### Directions for this task
Using the line that contains "Expected output, for every instance of the black riding" as the start, restate each line word for word through the final line of the material below, and return only those.

'''

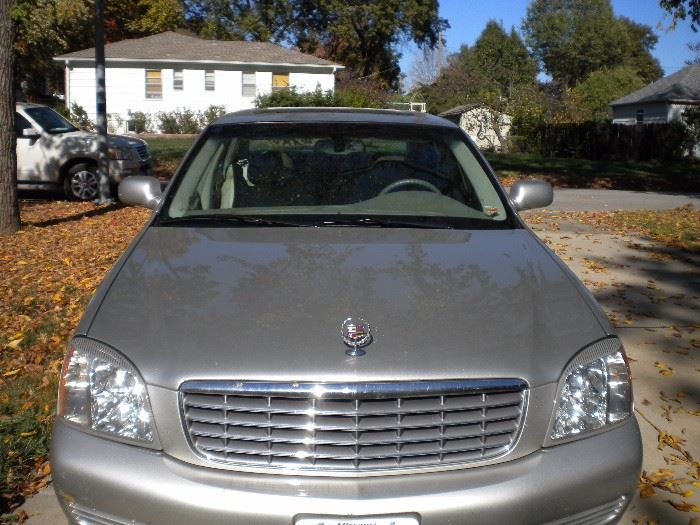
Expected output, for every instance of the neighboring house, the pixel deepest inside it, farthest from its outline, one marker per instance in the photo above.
(170, 71)
(488, 128)
(661, 101)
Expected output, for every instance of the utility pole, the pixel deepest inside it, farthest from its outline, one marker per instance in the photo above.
(104, 192)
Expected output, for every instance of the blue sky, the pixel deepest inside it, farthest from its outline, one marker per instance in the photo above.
(468, 18)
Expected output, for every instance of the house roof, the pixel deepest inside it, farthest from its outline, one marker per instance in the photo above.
(681, 87)
(177, 47)
(458, 110)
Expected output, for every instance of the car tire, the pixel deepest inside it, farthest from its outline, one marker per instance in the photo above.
(82, 182)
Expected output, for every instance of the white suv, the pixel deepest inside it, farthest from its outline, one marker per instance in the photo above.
(54, 154)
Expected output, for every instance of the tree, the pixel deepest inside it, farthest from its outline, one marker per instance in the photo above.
(428, 64)
(490, 72)
(9, 208)
(363, 36)
(571, 39)
(682, 9)
(605, 85)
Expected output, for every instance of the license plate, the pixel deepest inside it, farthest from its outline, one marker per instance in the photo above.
(357, 520)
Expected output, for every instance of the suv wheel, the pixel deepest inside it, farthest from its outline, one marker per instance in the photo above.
(82, 182)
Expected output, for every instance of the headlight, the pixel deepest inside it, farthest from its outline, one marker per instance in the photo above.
(594, 391)
(120, 153)
(100, 390)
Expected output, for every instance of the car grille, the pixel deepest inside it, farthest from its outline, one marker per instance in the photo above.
(142, 150)
(352, 427)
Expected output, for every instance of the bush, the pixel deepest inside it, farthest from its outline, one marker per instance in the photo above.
(211, 114)
(139, 122)
(292, 98)
(187, 121)
(77, 115)
(606, 141)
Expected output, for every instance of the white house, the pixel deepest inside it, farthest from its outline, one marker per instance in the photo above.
(487, 127)
(662, 101)
(171, 71)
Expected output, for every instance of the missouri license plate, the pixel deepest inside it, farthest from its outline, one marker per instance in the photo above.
(357, 520)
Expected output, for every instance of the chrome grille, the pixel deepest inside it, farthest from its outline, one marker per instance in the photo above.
(142, 150)
(352, 427)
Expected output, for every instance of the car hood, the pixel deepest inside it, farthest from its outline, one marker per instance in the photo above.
(87, 137)
(268, 303)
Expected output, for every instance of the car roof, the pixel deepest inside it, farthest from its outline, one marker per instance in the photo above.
(28, 105)
(334, 116)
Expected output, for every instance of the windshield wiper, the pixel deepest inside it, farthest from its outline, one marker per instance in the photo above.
(249, 220)
(389, 222)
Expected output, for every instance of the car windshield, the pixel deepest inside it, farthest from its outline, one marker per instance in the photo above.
(49, 120)
(329, 175)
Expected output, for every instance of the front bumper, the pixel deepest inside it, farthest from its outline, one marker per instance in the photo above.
(562, 484)
(120, 169)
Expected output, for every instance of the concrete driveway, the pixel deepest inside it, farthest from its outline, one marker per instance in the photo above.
(652, 295)
(609, 200)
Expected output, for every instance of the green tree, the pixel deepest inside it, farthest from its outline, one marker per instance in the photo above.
(491, 72)
(573, 38)
(682, 9)
(605, 85)
(363, 36)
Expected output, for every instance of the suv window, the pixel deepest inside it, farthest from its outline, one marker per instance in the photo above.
(21, 124)
(49, 120)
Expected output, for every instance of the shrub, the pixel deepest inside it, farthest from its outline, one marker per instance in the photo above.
(292, 98)
(139, 122)
(187, 121)
(606, 141)
(211, 114)
(167, 121)
(78, 116)
(114, 122)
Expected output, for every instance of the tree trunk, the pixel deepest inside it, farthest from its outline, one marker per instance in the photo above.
(9, 207)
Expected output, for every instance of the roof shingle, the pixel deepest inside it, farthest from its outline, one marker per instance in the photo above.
(680, 87)
(173, 46)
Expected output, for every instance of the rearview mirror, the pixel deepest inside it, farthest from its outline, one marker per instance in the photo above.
(531, 193)
(140, 191)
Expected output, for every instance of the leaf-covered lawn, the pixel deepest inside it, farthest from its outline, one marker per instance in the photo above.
(682, 175)
(50, 269)
(48, 272)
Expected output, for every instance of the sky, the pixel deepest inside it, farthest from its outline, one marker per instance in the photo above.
(468, 18)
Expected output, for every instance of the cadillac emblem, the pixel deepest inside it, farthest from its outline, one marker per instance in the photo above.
(356, 333)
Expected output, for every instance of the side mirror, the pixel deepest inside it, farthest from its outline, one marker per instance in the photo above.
(30, 133)
(531, 193)
(140, 191)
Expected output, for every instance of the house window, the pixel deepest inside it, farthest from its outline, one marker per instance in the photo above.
(249, 88)
(154, 87)
(178, 80)
(209, 80)
(280, 81)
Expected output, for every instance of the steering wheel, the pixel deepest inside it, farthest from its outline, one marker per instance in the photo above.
(409, 182)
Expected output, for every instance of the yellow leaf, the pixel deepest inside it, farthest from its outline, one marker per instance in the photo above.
(14, 344)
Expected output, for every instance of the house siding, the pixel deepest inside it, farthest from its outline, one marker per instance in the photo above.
(656, 113)
(126, 88)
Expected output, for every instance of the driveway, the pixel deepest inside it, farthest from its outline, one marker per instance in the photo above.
(609, 200)
(652, 296)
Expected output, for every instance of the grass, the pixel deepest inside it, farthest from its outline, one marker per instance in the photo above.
(682, 175)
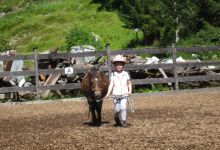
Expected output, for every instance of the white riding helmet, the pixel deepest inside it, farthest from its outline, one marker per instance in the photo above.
(119, 58)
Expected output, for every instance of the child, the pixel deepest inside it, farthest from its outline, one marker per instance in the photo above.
(121, 88)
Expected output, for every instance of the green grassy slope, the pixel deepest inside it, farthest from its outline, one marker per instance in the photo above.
(45, 23)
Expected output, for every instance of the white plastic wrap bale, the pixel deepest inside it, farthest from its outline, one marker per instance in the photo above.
(81, 49)
(152, 60)
(1, 66)
(17, 65)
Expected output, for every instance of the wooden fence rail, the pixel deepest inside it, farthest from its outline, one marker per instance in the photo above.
(173, 66)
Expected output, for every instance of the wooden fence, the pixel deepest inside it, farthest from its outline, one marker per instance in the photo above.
(171, 50)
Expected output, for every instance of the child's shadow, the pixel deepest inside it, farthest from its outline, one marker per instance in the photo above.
(95, 125)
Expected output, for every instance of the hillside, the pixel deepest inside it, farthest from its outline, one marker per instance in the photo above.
(44, 24)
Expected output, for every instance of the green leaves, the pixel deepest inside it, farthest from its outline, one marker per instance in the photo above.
(80, 36)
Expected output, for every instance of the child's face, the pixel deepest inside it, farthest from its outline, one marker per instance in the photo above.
(119, 66)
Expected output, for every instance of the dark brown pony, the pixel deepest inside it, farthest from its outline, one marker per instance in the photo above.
(95, 86)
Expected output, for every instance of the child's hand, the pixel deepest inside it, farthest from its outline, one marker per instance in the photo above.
(105, 97)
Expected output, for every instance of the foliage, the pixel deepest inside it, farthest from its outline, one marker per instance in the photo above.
(44, 24)
(80, 36)
(209, 35)
(165, 21)
(4, 44)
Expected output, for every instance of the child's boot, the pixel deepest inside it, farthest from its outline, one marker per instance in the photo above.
(117, 119)
(124, 124)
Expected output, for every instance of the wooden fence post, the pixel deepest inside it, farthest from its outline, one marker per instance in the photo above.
(175, 67)
(36, 73)
(108, 60)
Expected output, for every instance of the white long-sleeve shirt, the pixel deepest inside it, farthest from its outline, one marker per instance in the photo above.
(120, 83)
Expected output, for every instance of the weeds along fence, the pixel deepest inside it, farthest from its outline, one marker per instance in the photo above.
(170, 50)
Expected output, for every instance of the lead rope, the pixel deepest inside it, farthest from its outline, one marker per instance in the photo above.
(131, 104)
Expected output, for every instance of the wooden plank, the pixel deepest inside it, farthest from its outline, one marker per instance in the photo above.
(17, 89)
(61, 86)
(127, 67)
(199, 64)
(141, 51)
(164, 75)
(52, 79)
(109, 60)
(114, 52)
(36, 73)
(200, 78)
(175, 67)
(152, 80)
(134, 82)
(42, 88)
(198, 49)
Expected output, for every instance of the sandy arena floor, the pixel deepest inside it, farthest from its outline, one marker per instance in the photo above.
(183, 120)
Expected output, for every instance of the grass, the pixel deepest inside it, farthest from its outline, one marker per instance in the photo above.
(45, 24)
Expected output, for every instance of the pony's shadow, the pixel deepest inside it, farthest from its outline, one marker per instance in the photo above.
(95, 125)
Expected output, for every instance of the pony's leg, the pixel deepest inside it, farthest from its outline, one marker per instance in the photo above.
(92, 109)
(99, 113)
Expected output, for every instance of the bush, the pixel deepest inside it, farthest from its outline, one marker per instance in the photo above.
(4, 44)
(80, 36)
(209, 35)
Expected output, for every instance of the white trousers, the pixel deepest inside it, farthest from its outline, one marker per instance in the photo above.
(120, 107)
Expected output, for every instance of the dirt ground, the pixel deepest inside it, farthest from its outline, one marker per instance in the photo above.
(182, 120)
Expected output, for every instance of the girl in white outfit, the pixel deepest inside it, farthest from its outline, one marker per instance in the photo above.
(121, 88)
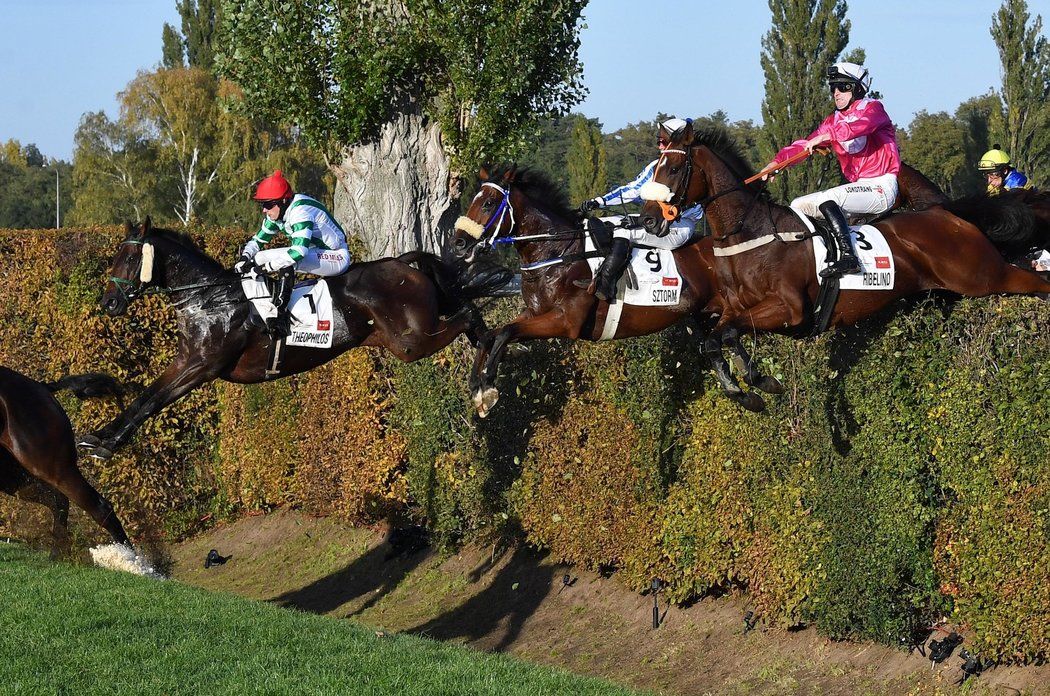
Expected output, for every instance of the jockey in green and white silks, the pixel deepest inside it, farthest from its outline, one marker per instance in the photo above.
(318, 246)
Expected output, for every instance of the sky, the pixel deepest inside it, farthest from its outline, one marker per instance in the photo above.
(71, 57)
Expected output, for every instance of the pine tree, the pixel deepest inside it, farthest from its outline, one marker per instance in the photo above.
(805, 38)
(586, 161)
(173, 51)
(1025, 57)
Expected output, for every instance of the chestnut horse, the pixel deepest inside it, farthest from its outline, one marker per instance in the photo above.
(769, 282)
(525, 208)
(38, 456)
(412, 313)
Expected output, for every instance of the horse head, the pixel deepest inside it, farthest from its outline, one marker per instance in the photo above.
(131, 270)
(488, 215)
(673, 186)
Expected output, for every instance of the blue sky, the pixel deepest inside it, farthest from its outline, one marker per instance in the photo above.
(64, 58)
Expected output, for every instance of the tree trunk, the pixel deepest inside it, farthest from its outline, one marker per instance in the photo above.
(396, 193)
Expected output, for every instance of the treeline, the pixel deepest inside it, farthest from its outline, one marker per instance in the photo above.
(903, 478)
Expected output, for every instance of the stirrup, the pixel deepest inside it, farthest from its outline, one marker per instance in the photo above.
(841, 267)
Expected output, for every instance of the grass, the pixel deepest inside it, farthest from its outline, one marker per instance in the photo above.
(75, 629)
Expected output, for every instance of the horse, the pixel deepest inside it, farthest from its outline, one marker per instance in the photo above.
(769, 282)
(527, 209)
(38, 454)
(386, 302)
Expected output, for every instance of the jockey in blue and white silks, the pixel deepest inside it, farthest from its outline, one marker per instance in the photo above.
(623, 237)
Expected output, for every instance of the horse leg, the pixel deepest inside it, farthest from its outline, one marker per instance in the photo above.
(713, 352)
(731, 338)
(522, 329)
(173, 383)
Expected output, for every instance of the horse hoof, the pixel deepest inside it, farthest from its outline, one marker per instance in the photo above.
(749, 400)
(770, 385)
(484, 400)
(88, 441)
(100, 452)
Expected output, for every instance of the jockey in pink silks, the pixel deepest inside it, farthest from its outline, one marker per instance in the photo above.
(864, 140)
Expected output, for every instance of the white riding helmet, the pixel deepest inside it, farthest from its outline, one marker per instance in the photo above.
(853, 72)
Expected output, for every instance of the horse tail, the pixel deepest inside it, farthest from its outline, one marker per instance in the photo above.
(457, 286)
(89, 385)
(1009, 223)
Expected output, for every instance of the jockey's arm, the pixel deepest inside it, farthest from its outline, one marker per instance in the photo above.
(629, 192)
(870, 117)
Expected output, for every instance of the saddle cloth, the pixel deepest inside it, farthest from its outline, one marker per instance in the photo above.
(879, 269)
(651, 278)
(311, 310)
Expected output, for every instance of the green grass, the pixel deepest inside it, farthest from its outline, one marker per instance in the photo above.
(74, 629)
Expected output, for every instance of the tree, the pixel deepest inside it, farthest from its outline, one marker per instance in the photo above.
(176, 153)
(936, 145)
(586, 161)
(404, 96)
(194, 46)
(27, 181)
(805, 38)
(1025, 57)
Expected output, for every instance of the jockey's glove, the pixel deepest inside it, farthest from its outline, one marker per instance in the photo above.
(244, 266)
(591, 204)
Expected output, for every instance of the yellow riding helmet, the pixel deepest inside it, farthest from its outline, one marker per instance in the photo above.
(993, 160)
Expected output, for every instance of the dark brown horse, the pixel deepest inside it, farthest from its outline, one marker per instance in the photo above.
(768, 282)
(412, 313)
(38, 456)
(526, 208)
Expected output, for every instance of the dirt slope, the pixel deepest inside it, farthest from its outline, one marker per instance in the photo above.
(516, 600)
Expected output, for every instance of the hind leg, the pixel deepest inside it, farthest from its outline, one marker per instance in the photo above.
(731, 338)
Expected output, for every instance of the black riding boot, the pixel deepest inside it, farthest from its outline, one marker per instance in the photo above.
(612, 268)
(840, 228)
(281, 324)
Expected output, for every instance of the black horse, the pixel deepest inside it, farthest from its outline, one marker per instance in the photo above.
(38, 456)
(412, 313)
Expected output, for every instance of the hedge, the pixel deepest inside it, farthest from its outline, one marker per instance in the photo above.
(903, 477)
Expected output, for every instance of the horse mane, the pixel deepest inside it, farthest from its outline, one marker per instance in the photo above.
(539, 187)
(719, 141)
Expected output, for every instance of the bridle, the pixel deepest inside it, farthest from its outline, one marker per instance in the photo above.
(129, 290)
(671, 211)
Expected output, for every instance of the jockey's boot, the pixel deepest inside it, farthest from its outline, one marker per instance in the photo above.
(846, 262)
(612, 268)
(280, 325)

'''

### Reply to the exercise
Expected output, for every instance of the black riding boot, the pixel deepest inside it, farthest from its outline, one marker per instance in the photo above.
(612, 268)
(840, 228)
(281, 324)
Expected output, for every instance of the black horse, the pixel deepest inside it, farthest from its outline, one marker per instance in the photo above.
(38, 456)
(412, 313)
Expected output, for every instance of the hedge, the pixel deepest inside it, farthest from its outline, one marker per instance in the photo above.
(903, 477)
Expected output, for every instance of the horse mane, the pixel deepest inside it, farthest from its outline, one marker per instance in the photo above.
(539, 187)
(719, 141)
Expected output, for every instance of the bridle, the pixel deepest inside it, farthest from its outline, one marker per instance in the photo above.
(129, 290)
(671, 211)
Expected output, for every instance of the jockey's boot, the pixel deepest inside it, farthest from its outline, one marker per instance in the photo above.
(846, 262)
(612, 268)
(280, 325)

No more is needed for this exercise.